## Stored data entries
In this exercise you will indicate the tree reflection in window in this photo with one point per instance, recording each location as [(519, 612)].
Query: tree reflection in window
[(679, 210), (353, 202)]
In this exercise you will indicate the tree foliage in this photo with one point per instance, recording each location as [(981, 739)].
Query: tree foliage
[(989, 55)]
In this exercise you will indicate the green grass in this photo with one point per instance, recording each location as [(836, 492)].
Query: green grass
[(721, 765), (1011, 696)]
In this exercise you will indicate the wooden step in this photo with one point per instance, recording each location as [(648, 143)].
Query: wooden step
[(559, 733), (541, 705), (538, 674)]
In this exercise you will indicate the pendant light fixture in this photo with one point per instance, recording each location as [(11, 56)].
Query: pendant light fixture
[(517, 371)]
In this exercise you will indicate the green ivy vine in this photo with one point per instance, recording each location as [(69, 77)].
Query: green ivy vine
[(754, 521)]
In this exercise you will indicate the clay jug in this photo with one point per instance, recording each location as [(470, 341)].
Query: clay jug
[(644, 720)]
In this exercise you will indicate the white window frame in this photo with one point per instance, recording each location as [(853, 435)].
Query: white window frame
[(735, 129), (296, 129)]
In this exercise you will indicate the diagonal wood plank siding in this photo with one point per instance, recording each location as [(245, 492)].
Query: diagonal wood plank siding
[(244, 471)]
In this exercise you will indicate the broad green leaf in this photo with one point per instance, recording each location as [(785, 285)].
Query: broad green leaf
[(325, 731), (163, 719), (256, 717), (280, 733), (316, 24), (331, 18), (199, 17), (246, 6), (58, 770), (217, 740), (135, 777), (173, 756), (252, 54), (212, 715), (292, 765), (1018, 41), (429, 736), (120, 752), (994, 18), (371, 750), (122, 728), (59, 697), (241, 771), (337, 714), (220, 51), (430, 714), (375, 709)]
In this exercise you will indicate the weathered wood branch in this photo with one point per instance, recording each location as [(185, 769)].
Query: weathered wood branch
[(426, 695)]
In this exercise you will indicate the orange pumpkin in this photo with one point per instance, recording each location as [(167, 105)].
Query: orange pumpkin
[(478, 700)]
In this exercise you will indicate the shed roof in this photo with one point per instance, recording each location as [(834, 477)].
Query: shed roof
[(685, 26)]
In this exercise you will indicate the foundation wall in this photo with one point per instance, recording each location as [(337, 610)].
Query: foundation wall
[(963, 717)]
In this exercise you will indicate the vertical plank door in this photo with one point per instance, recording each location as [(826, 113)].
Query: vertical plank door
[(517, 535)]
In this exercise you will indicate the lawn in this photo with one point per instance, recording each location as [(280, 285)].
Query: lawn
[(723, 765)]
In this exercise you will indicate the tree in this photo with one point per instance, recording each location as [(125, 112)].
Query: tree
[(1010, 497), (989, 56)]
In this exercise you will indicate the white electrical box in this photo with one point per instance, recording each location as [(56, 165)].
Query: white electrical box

## Assigned task
Whichever lines of the data include the word "electrical", pull them out.

## Reply to the exercise
In this exercise you will indicate the white electrical box in this photo with one point per instance, recording each location as [(56, 165)].
Query: white electrical box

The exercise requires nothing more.